> **Set problem**: Produce an exact copy of the lines from the line containing "Could you please pick out the dark" through the last line of the entries below, and only those lines.

> **Entries from a point annotation set**:
- - - - -

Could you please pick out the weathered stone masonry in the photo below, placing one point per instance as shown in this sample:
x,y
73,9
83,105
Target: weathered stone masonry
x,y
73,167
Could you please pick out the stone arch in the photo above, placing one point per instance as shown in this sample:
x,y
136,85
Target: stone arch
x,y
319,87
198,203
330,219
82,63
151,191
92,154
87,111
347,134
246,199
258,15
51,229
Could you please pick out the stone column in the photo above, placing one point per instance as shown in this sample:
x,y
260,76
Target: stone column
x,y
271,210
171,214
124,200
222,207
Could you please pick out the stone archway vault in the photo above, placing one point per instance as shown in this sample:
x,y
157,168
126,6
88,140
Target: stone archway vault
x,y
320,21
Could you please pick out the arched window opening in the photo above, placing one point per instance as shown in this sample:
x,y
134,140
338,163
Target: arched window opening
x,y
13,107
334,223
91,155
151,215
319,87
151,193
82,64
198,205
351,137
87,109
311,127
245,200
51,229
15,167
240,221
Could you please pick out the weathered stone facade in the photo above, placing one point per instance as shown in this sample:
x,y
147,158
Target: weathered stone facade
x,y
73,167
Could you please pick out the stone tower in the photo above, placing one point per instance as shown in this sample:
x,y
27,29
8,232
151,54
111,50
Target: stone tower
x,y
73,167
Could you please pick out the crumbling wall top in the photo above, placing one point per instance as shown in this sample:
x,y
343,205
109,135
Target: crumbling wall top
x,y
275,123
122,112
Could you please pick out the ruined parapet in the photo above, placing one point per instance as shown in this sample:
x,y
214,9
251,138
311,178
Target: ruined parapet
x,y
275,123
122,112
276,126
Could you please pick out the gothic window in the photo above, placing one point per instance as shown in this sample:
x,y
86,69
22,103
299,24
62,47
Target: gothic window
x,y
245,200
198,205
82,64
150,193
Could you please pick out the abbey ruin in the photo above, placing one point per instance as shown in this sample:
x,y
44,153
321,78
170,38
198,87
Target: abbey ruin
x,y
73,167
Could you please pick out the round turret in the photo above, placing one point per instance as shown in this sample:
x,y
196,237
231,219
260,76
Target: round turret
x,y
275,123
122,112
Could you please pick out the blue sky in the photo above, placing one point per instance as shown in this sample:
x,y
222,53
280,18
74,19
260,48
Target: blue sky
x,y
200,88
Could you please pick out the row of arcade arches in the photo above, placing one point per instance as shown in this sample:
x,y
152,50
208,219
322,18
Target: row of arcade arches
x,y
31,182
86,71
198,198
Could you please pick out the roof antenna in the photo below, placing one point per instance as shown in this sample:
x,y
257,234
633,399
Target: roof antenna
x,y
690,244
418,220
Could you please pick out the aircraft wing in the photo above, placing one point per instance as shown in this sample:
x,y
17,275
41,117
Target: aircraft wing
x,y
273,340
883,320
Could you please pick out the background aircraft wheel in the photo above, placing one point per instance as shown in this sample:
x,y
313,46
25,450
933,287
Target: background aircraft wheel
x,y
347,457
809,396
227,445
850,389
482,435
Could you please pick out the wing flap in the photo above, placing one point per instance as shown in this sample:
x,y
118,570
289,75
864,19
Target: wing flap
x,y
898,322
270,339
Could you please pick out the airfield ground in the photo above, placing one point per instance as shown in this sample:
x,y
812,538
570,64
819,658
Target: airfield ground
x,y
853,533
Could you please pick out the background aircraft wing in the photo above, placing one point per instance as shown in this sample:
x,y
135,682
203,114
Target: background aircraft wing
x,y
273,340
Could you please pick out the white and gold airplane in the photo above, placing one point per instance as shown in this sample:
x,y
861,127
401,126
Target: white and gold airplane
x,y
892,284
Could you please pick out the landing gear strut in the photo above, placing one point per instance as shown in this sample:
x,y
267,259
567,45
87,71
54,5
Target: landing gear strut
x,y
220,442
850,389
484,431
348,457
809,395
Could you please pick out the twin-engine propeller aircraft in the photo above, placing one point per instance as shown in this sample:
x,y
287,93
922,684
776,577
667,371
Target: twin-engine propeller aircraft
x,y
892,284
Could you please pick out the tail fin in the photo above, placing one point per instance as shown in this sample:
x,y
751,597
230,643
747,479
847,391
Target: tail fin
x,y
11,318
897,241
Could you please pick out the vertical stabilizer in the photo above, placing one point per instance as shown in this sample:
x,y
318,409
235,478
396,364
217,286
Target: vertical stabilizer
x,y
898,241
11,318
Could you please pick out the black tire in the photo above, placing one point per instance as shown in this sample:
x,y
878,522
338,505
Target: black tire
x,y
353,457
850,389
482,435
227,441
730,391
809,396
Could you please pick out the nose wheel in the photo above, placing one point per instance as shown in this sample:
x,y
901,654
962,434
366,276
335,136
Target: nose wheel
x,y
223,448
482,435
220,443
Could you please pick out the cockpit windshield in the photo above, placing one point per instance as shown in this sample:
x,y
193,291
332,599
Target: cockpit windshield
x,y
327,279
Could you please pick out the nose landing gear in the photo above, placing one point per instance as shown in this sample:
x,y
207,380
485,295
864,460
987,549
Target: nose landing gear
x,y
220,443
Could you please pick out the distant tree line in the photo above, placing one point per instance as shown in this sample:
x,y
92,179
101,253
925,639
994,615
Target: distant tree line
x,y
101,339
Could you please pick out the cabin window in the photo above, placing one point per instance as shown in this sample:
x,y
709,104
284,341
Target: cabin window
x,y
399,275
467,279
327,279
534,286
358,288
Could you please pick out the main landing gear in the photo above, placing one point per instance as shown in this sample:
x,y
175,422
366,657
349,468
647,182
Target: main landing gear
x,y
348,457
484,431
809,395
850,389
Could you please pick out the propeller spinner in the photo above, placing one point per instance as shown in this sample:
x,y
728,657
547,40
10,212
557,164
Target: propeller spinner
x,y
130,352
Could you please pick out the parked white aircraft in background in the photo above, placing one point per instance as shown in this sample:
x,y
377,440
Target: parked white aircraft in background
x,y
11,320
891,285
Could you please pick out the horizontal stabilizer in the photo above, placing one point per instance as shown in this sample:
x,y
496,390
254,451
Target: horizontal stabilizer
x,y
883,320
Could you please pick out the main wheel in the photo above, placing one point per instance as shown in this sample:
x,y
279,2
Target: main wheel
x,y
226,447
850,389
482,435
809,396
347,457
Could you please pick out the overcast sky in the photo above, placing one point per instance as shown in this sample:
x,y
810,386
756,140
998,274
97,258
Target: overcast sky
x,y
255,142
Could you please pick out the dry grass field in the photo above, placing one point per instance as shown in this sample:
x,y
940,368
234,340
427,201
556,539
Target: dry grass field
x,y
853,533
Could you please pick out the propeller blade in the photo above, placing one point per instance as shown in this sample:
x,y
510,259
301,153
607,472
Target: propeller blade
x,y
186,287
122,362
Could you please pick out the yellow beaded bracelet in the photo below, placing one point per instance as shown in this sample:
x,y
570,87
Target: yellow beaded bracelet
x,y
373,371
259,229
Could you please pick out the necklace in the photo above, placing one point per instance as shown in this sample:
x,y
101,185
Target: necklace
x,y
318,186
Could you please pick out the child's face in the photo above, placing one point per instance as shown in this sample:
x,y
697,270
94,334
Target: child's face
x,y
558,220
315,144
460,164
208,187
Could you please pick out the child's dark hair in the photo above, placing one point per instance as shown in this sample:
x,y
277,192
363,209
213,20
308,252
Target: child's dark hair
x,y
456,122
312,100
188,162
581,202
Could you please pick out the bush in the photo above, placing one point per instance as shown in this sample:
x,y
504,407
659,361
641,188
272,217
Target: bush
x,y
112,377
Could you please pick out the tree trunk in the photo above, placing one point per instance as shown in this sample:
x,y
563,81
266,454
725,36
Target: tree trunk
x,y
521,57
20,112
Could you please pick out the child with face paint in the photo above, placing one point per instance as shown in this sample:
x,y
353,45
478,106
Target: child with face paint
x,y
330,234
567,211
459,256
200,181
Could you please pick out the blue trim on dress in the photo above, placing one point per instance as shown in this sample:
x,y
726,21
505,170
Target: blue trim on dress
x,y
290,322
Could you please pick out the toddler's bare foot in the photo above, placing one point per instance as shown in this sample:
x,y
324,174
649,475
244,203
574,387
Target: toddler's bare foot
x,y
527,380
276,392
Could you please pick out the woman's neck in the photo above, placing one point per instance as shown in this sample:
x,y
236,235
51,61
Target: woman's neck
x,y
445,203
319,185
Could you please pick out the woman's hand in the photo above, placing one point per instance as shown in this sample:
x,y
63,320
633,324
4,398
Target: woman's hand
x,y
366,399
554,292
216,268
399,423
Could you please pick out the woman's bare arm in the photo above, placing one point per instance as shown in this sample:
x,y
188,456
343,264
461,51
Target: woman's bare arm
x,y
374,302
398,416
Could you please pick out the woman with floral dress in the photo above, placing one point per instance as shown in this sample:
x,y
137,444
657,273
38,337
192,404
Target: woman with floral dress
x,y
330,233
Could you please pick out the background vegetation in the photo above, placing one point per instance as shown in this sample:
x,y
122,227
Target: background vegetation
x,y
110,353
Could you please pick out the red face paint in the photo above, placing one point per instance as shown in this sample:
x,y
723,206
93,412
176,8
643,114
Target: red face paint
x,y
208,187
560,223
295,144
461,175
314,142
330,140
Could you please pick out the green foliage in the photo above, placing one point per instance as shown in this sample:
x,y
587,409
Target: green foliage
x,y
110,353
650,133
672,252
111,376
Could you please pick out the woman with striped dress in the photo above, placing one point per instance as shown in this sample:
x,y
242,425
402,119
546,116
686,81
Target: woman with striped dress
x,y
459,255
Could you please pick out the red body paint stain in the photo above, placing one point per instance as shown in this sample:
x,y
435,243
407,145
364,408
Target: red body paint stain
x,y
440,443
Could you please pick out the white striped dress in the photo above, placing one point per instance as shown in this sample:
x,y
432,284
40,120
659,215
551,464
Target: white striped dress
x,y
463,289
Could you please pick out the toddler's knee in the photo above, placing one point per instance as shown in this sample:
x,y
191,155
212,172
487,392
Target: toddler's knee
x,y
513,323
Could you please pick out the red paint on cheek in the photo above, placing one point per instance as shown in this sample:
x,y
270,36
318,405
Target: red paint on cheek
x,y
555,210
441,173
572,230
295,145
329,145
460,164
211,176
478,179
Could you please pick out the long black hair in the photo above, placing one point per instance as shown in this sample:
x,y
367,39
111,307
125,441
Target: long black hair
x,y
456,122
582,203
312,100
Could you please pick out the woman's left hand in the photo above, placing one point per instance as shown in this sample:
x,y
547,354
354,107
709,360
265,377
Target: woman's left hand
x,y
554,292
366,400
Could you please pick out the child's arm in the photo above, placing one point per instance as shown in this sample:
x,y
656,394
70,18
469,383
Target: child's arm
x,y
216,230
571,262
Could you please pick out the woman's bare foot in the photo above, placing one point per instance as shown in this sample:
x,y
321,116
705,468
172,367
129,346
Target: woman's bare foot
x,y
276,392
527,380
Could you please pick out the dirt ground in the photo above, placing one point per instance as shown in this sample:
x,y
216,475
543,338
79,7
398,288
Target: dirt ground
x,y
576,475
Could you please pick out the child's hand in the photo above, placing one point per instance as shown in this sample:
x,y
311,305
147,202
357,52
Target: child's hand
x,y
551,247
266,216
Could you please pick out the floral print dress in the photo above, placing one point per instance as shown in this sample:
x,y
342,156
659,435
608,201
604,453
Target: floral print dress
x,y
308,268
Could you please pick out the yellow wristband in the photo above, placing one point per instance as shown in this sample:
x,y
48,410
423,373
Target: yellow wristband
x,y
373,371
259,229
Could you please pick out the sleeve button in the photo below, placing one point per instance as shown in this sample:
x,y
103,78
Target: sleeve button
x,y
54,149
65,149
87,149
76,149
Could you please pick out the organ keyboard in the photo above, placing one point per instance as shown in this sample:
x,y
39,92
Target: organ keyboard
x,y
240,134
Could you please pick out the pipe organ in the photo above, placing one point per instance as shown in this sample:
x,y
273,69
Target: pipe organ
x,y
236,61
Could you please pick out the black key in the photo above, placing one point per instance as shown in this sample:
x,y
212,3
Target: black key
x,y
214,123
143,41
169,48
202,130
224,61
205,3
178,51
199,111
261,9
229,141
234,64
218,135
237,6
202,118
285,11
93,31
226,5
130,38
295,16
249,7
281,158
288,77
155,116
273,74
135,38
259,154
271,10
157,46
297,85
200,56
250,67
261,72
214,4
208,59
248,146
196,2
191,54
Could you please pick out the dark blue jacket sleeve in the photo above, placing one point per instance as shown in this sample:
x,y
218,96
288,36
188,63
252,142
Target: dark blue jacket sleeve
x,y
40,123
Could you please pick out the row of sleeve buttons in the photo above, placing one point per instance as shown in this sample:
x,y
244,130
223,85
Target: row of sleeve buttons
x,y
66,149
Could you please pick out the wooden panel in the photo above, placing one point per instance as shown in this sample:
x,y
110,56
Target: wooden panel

- - - - -

> **The response**:
Could you please pick out the dark blue jacket sleeve in the photo above, placing one point per instance as shown in this sample:
x,y
218,96
288,36
188,63
252,142
Target: dark blue jacket sleeve
x,y
40,123
Could you please pick out the row of sleeve buttons in the photo above, placing one point per instance as shown in this sample:
x,y
244,130
223,85
Target: row of sleeve buttons
x,y
66,149
Could you please pick out the wooden panel in the photo above, placing one point per instance as shown in this sample:
x,y
110,56
Target: wooden panel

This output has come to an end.